**WORK TO COMPLETE:**
1 – According to the MERLIn page, why does a parameter left out of an experiment's YAML file still have a value during training?
2 – Reproduce verbatim the stretch of the MERLIn page from "MERLIn short for" through "PyTorch and Gym.".

**SOURCE DOCUMENT:**
MERLIn

MERLIn short for modular extensible reinforcement learning interface, allows to easily define and run reinforcement learning experiments on top of PyTorch and Gym.

This project started as a homework assignment for a reinforcement learning module from my Master's studies. I made it public, hoping you find it useful or interesting.

Usage

0. Install

MERLIn uses poetry for dependency management. To install all dependencies, run:

poetry install

1. Configure experiments

Experiments can be defined as YAML files merged with the default configuration before being passed into the main training loop. Parameters are identical to the attributes of the Config class, and a table of all parameters is given further down.

Example:

experiments/experiment_one.yaml

---
max_episodes: 1000
agent_name: dueling_dqn
alpha: 0.05

This will train the agent dueling_dqn for 1000 episodes at a learning rate alpha of 0.5, while all other parameters will fall back to their default values as defined in the Config class.

Nested element definitions

Using the variants array, different flavors of the same base configuration can be defined as objects in that array. The deeper nested parameter will overwrite those higher up. Variants can be nested.

variants Example

---
max_episodes: 1000
variants:
  - {}
  - alpha: 0.01243
  - max_episodes: 333
    variants:
      - gamma: 0.5
        memory_size: 99000
      - batch_size: 64

The above configuration defines the following experiments:

max_episodes: 1000
max_episodes: 1000 and alpha: 0.01243
max_episodes: 333, gamma: 0.5 and memory_size: 99000
max_episodes: 333, and batch_size: 64

2. Start training

After defining at least one experiment as described in the previous section, start training by simply invoking the following command:

poetry run train

Training in the background

To start training in the background, to allow training to proceed beyond the shell session, run the following script:

./scripts/traing_bg.sh

The script will also watch the generated log statements to provide continuous console output.

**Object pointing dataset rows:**
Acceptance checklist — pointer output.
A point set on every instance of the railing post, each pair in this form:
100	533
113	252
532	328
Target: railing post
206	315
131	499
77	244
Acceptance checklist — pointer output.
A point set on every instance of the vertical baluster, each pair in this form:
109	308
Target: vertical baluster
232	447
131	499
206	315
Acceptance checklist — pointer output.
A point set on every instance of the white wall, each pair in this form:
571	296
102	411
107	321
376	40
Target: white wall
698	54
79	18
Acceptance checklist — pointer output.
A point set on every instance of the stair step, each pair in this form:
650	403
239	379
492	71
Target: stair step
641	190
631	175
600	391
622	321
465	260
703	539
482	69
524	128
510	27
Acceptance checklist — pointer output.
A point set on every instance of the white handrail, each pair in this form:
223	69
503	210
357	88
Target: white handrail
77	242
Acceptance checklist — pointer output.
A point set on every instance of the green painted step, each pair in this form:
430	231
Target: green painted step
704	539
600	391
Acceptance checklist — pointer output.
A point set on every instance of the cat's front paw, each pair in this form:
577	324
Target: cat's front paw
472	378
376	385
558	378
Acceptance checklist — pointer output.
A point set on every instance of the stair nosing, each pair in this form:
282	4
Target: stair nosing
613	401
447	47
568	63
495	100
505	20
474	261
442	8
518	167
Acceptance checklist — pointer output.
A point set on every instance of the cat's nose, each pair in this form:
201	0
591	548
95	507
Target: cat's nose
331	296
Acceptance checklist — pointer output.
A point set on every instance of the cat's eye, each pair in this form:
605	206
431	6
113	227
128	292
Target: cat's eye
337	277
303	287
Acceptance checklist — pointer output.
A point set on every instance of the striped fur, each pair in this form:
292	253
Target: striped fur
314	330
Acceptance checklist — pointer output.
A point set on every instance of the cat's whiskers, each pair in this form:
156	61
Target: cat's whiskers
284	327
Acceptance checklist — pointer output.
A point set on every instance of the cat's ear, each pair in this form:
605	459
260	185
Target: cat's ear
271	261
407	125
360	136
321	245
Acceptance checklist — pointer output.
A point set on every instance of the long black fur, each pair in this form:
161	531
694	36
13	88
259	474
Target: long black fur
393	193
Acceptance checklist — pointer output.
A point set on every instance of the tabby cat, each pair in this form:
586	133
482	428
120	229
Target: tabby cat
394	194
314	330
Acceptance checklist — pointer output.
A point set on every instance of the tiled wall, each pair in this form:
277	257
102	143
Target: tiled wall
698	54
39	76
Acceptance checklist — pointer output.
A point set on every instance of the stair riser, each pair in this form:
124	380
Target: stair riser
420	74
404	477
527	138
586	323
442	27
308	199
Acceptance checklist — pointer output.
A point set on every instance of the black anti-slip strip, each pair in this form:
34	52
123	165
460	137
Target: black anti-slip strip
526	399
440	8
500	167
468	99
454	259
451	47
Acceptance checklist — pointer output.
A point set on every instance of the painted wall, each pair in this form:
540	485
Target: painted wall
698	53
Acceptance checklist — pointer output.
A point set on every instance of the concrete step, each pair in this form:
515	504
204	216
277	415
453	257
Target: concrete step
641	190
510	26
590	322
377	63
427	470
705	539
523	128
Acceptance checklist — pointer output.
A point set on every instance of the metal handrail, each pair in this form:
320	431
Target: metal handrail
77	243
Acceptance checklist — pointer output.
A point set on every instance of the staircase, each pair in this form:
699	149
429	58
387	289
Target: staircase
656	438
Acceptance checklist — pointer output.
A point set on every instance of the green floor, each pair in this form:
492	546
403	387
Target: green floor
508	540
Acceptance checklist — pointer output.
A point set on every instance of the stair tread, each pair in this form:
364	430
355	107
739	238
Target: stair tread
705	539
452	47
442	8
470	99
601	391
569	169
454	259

**RESULTS FOR THE EXERCISE:**
1 – Experiment YAML files are merged with the default configuration before they reach the main training loop. Any parameter the file does not set therefore falls back to its default value as defined in the Config class.

2 –
MERLIn short for modular extensible reinforcement learning interface, allows to easily define and run reinforcement learning experiments on top of PyTorch and Gym.